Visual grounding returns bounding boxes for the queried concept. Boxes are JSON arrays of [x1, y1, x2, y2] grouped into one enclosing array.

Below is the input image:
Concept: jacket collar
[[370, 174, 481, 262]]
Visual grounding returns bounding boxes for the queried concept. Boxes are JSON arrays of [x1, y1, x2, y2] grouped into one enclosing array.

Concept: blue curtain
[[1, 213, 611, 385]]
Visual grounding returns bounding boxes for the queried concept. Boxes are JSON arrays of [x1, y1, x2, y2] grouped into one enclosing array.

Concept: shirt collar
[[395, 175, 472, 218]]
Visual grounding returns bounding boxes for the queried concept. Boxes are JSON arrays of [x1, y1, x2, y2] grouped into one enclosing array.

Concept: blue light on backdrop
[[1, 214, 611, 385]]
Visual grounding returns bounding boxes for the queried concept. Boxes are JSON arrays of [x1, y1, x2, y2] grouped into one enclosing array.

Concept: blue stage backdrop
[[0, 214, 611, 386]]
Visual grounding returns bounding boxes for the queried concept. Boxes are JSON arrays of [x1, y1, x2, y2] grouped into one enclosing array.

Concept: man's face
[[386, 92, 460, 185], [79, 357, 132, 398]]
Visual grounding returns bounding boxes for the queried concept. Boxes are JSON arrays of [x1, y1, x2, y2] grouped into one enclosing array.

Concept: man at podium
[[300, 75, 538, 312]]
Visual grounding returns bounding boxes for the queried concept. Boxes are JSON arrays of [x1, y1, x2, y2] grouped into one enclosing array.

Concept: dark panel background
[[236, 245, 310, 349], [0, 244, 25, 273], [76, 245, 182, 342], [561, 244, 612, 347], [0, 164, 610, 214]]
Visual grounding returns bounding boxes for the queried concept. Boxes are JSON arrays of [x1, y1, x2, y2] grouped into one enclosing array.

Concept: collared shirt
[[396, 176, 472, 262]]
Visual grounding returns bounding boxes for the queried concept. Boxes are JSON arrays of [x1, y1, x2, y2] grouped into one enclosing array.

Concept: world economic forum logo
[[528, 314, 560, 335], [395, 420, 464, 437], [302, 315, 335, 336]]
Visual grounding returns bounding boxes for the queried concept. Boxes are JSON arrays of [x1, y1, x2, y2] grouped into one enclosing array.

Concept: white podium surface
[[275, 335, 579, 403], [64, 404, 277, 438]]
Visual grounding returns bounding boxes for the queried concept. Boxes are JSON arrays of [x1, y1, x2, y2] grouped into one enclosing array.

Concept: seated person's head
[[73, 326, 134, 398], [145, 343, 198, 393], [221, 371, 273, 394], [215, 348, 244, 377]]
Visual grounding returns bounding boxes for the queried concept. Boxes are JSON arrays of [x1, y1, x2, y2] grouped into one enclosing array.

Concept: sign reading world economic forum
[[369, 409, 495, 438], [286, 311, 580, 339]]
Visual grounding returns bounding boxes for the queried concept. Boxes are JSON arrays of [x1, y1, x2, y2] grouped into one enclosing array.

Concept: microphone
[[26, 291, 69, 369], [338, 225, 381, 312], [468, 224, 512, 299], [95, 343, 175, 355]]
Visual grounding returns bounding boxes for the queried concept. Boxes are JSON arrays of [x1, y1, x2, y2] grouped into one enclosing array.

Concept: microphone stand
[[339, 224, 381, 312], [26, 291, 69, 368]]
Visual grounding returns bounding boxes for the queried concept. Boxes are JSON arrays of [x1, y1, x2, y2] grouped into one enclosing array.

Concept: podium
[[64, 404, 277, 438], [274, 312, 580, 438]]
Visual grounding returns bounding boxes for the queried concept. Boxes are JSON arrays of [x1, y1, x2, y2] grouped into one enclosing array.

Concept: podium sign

= EXERCISE DIRECTIONS =
Retype the complete listing verbatim.

= EXPECTED ANSWER =
Visual grounding returns bounding boxes for the queried concept. Boxes are JSON arrays of [x1, y1, x2, y2] grouped into one enclosing array.

Below is the input image:
Concept: jacket collar
[[370, 174, 481, 262]]
Visual grounding returns bounding boxes for the queried concept. Boxes are JSON arrays of [x1, y1, x2, y2] grouped into one enclosing array.

Concept: blue curtain
[[1, 213, 611, 385]]
Visual grounding returns bounding boxes for the queried concept. Boxes are JSON arrays of [x1, y1, x2, y2] grouped into one enclosing array.

Concept: shirt collar
[[395, 175, 472, 218]]
Visual grounding returns bounding boxes for the queried concept. Boxes are JSON arrays of [x1, y1, x2, y2] grouped into one enclosing array.

Concept: blue light on backdrop
[[1, 214, 611, 385]]
Visual grounding returns bounding boxes for the queried concept. Boxes are JSON arrays of [x1, y1, x2, y2] grouped into one enclosing array.

Concept: blue stage backdrop
[[0, 214, 611, 386]]
Visual grounding returns bounding boxes for the queried concept. Boxes are JSON arrays of [x1, y1, x2, y2] grouped into one enclosing array.

Concept: man's face
[[386, 92, 460, 185], [79, 357, 132, 398]]
Visual grounding returns bounding boxes for the queried concept. Boxes are JSON arrays of [x1, y1, x2, y2] grouped into one enclosing array.

Concept: man at podium
[[300, 75, 538, 312]]
Visual grounding returns bounding boxes for the queried concept. Boxes are JSON arrays of [x1, y1, x2, y2] grouped into one enclosing array.

Concept: dark panel background
[[236, 245, 310, 349], [0, 244, 25, 273], [76, 245, 182, 342], [561, 244, 612, 347], [0, 164, 610, 214]]
Visual grounding returns bounding boxes for the queried concept. Boxes are JSON arrays of [x1, y1, x2, y2] grouped into one enclosing array.

Concept: collared shirt
[[396, 176, 472, 262]]
Visual grounding returns bounding boxes for the queried concept. Boxes are JSON arrays of [x1, y1, x2, y2] grouped into one enclosing array.

Concept: world economic forum logo
[[528, 314, 560, 335], [395, 420, 464, 437], [302, 315, 335, 336]]
Visual grounding returns bounding boxes for the queried concept. Boxes are JSON arrays of [x1, y1, x2, y2] grouped into one enclosing array.

Concept: white podium surface
[[275, 335, 579, 403], [64, 404, 277, 438]]
Visual grounding returns bounding boxes for the queried concept. Boxes are JSON arrays of [x1, y1, x2, y2] grouped into one enclosing array.

Concept: seated person's head
[[73, 326, 134, 398], [145, 343, 198, 393], [221, 371, 273, 394], [215, 348, 244, 377]]
Visual grounding returns bounding boxes for the queried concept. Boxes are JSON arrays of [x1, y1, x2, y2] grouped into one enclosing array.

Concept: sign reading world economic forum
[[369, 409, 495, 438], [286, 311, 580, 339]]
Visual grounding returns bounding boxes for the queried concept. Boxes are JSON arrays of [x1, y1, x2, y2] grouped into one enclosing array.

Concept: microphone
[[26, 291, 69, 369], [338, 225, 381, 312], [468, 224, 512, 299], [95, 343, 175, 355]]
Visual grounding returns bounding boxes for the queried concept. Boxes are JSON arrays of [x1, y1, x2, y2] grouped into one enclosing array.

Concept: microphone stand
[[339, 224, 381, 312], [26, 291, 69, 368]]
Visual grounding returns bounding boxes for the queried concept. Boxes are JSON arrays of [x1, y1, x2, y2] grouped into one enclosing array.

Concept: podium
[[64, 404, 277, 438], [274, 312, 580, 438]]
Visual grounding returns bounding boxes for the queried concept. Boxes are JSON arrays of [x1, y1, x2, y2] grouped into one enclosing array.

Concept: podium sign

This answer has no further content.